**TASK BRIEF**
Change "one pin" to "a single point" everywhere in the data below, keeping everything else the same, and leave the pictures out of your answer.

=== EXERCISE INPUT ===

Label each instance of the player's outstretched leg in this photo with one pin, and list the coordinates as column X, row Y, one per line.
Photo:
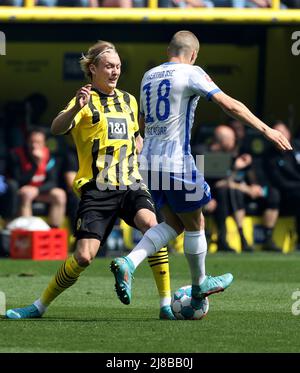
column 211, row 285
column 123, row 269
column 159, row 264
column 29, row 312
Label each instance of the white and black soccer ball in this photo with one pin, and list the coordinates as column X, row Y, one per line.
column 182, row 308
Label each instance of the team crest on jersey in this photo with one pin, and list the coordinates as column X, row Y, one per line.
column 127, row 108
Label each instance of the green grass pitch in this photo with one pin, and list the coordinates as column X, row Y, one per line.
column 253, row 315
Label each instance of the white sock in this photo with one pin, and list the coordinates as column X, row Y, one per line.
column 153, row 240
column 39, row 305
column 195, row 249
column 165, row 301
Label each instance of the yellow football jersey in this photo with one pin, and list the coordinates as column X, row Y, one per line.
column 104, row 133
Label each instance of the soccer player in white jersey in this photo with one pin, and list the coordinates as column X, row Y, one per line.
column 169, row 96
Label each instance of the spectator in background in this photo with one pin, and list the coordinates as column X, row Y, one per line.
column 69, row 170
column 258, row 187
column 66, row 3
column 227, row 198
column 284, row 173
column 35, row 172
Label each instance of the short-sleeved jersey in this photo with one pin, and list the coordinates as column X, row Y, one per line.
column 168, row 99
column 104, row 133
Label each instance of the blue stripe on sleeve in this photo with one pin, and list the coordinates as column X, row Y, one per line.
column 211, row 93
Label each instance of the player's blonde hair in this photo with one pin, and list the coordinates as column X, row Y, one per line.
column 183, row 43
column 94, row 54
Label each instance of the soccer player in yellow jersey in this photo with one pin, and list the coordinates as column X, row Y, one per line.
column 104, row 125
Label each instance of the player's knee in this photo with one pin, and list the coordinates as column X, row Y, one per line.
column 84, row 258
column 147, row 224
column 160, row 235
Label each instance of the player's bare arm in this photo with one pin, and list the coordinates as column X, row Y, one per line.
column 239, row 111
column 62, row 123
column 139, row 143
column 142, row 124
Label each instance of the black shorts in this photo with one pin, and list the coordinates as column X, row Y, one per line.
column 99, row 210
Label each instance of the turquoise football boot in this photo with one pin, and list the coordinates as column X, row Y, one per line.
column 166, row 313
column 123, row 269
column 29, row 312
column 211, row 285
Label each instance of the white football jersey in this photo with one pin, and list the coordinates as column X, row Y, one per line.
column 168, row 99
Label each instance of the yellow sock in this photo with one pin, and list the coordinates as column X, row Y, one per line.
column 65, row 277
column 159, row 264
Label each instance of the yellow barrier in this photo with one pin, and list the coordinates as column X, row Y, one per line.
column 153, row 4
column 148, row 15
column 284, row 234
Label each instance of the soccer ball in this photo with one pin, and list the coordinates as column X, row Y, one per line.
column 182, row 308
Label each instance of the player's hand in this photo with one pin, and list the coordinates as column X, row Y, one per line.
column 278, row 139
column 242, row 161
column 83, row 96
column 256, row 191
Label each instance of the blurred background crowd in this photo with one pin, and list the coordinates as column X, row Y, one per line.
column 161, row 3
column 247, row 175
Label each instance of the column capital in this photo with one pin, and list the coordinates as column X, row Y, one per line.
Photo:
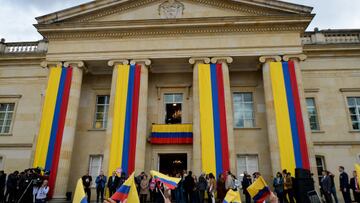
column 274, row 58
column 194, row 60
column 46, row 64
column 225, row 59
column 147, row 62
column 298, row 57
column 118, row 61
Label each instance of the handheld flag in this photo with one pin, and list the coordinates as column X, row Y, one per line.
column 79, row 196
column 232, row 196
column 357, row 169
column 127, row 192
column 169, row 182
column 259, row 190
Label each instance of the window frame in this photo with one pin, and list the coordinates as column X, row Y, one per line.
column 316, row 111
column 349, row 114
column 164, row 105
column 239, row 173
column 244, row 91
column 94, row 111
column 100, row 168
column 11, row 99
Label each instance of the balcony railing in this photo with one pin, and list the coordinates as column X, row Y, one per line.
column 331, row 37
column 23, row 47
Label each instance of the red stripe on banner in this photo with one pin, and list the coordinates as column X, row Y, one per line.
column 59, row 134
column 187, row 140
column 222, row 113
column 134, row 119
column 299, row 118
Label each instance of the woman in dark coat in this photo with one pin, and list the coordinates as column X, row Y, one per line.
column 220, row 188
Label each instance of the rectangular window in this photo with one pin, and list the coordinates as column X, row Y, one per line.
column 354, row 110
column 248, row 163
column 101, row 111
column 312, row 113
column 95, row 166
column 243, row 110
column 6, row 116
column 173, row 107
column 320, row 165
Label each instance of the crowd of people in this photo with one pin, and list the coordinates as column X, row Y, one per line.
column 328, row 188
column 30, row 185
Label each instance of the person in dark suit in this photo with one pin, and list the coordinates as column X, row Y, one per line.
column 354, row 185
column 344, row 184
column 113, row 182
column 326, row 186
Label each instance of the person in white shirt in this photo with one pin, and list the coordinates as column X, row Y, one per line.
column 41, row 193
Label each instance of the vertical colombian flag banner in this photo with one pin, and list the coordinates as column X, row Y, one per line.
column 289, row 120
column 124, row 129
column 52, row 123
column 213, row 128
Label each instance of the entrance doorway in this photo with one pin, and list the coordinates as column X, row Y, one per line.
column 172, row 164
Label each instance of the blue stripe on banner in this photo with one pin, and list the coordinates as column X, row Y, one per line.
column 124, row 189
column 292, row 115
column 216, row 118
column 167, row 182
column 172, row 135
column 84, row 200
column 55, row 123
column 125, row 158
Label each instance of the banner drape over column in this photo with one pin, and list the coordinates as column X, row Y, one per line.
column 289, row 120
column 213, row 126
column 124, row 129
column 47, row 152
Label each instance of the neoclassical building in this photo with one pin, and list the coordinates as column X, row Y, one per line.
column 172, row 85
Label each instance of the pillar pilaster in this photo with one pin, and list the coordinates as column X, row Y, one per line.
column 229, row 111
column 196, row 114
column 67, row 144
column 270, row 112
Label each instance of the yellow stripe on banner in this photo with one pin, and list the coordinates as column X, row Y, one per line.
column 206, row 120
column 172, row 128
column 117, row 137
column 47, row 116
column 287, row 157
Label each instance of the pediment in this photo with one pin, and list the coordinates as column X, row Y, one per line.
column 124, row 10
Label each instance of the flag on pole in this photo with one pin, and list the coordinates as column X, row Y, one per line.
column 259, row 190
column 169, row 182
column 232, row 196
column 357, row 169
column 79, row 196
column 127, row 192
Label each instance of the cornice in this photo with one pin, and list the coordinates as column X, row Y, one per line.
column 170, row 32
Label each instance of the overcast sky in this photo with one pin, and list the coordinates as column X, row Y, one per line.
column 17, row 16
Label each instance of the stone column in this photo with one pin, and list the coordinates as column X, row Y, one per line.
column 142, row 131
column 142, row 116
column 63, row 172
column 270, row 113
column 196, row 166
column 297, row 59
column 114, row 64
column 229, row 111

===

**CORRECT OUTPUT**
Label each instance of the player's outstretched leg in this photo with a single point, and list the coordinates as column X, row Y, one per line.
Photo:
column 211, row 285
column 123, row 269
column 159, row 264
column 29, row 312
Label each instance of the white and black soccer ball in this photo with a single point, and list the coordinates as column X, row Y, one per line.
column 182, row 308
Label each instance of the team crest on jersey in this photo with a single point, and list the coordinates as column X, row Y, one per line.
column 127, row 108
Label each instance of the green grass pitch in this photo with a single point, and list the coordinates as column X, row Y, one per line.
column 253, row 315
Label each instance of the white sock in this photo with a single point, and list the coordinates as column X, row Y, one per line.
column 153, row 240
column 39, row 305
column 195, row 249
column 165, row 301
Label each instance of the yellow football jersey in this photo with a single point, and list the coordinates as column X, row Y, one per line.
column 104, row 133
Label each instance of the soccer player in white jersey in this photo with a single point, and list the coordinates as column X, row Y, one per line.
column 169, row 96
Label each instance of the spectator in background in this photo with a single point, and list the coordinates as column X, row Y, one per line.
column 69, row 170
column 258, row 187
column 66, row 3
column 227, row 198
column 284, row 173
column 35, row 172
Label each instance of the short-sleeved jersey in this photo with a single point, and list the coordinates as column X, row Y, one per line.
column 168, row 99
column 104, row 133
Label each instance of the blue stripe on sleeve in this photo with a single point, and list the coordinates as column X, row Y, one per line.
column 211, row 93
Label each instance of the player's blonde hair in this photo with a single point, and list the coordinates as column X, row Y, one per line.
column 183, row 43
column 94, row 54
Label each instance of the soccer player in yellow jersey in this photo with a single point, and list the coordinates as column X, row Y, one per line.
column 104, row 125
Label each instance of the player's knee in this photo with a single point, and list the coordinates as column X, row Y, one per line.
column 84, row 258
column 147, row 224
column 160, row 235
Label each instance of the player's bare arm in this photo with a single point, and list the coordinates as column X, row Y, one per line.
column 239, row 111
column 62, row 123
column 139, row 143
column 142, row 124
Label each instance of the black shorts in this photo with a single point, and list the coordinates as column X, row Y, one per line.
column 99, row 210
Label each instance of the turquoise football boot in this photo with a single point, and list the coordinates as column X, row Y, one per line.
column 166, row 313
column 123, row 269
column 29, row 312
column 211, row 285
Label each instance of the white football jersey in this photo with a single point, and list the coordinates as column X, row Y, one per line.
column 168, row 99
Label each instance of the yellow sock in this photo with a single point, and list the coordinates as column X, row Y, one per line.
column 65, row 277
column 159, row 264
Label each instance of the yellow barrier in this photo with a single point, and list the coordinates as column X, row Y, one per line.
column 153, row 4
column 148, row 15
column 284, row 234
Label each instance of the soccer ball in this photo with a single point, and list the coordinates as column X, row Y, one per line.
column 182, row 308
Label each instance of the player's hand in this photo with a single point, and list the coordinates as column X, row Y, one per line.
column 278, row 139
column 242, row 161
column 83, row 96
column 256, row 191
Label each instance of the blurred background crowd in this photo with a single point, and list the coordinates as column X, row Y, one per line.
column 161, row 3
column 247, row 175
Label each instance of the column capital in this photo with a single point, and list the coordinates as column X, row Y, one per line.
Photo:
column 274, row 58
column 194, row 60
column 46, row 64
column 225, row 59
column 147, row 62
column 298, row 57
column 118, row 61
Label each instance of the handheld flag in this photo with a single point, and list the coordinates as column X, row Y, one per line.
column 79, row 196
column 232, row 196
column 357, row 169
column 127, row 192
column 169, row 182
column 259, row 190
Label each instance of the window frame in this photo with a single point, and list the coordinates as column X, row Y, one per line.
column 316, row 111
column 349, row 114
column 164, row 105
column 239, row 173
column 244, row 91
column 94, row 111
column 100, row 168
column 11, row 99
Label each instance of the balcony railing in this photo with a single point, and list the coordinates as column X, row Y, one per line.
column 331, row 37
column 23, row 47
Label each instance of the red stripe on banner in this photo with a single point, and list the coordinates as column X, row Y, one per line.
column 59, row 134
column 187, row 140
column 222, row 113
column 134, row 119
column 299, row 118
Label each instance of the woman in dark coat in this photo with a single point, and list the coordinates as column X, row Y, one per line.
column 220, row 188
Label each instance of the rectangular window in this photo with a single point, and list the coordinates as column X, row Y, one per line.
column 354, row 110
column 248, row 163
column 101, row 111
column 312, row 113
column 95, row 166
column 243, row 110
column 6, row 116
column 173, row 107
column 320, row 165
Label each instance of the crowd of people in this photo with a single point, and list the coordinates as column X, row Y, one per line.
column 328, row 188
column 30, row 185
Label each instance of the person in dark suit in this photo with a single point, and list the coordinates as column X, row Y, one per line.
column 354, row 185
column 344, row 184
column 113, row 182
column 326, row 186
Label each instance of the person in white shirt in this photo with a single point, and list the coordinates as column X, row Y, one per line.
column 41, row 193
Label each instance of the vertical colombian flag banner in this photo with a single point, and list the coordinates as column X, row Y, one per line.
column 289, row 120
column 124, row 129
column 52, row 123
column 213, row 128
Label each instance of the entrance doorway in this photo with a single point, and list the coordinates as column X, row Y, one per line.
column 172, row 164
Label each instance of the blue stripe on banner in this photo with a single point, and list the coordinates as column X, row Y, one per line.
column 124, row 189
column 292, row 115
column 216, row 118
column 167, row 182
column 172, row 135
column 84, row 200
column 55, row 123
column 125, row 158
Label each instance of the banner drape over column in this photo with a single point, and list the coordinates as column X, row Y, one per line.
column 289, row 120
column 213, row 126
column 124, row 129
column 47, row 152
Label each instance of the neoclassical building in this photo with a single point, and list the coordinates as column X, row Y, one per line.
column 172, row 85
Label each instance of the pillar pilaster in this photo with a single point, and list the coordinates as column X, row Y, one per line.
column 229, row 111
column 196, row 114
column 67, row 144
column 270, row 112
Label each instance of the yellow stripe on banner in this photo with a single point, and list the coordinates as column X, row Y, one per line.
column 206, row 120
column 172, row 128
column 117, row 137
column 47, row 116
column 287, row 157
Label each instance of the pediment in this photo with a single point, and list the coordinates as column X, row Y, one per line.
column 124, row 10
Label each instance of the flag on pole in this photo with a single point, and list the coordinates as column X, row Y, one per line.
column 259, row 190
column 169, row 182
column 232, row 196
column 357, row 169
column 79, row 196
column 127, row 192
Label each instance of the cornice in this photo with a single point, and list the coordinates as column X, row Y, one per line.
column 170, row 32
Label each instance of the overcast sky in this photo with a single point, and list the coordinates as column X, row Y, one per line.
column 17, row 16
Label each instance of the stone column in this photo with a single point, and list the coordinates as column X, row Y, one per line.
column 142, row 131
column 142, row 116
column 63, row 172
column 270, row 113
column 196, row 166
column 297, row 59
column 114, row 64
column 229, row 111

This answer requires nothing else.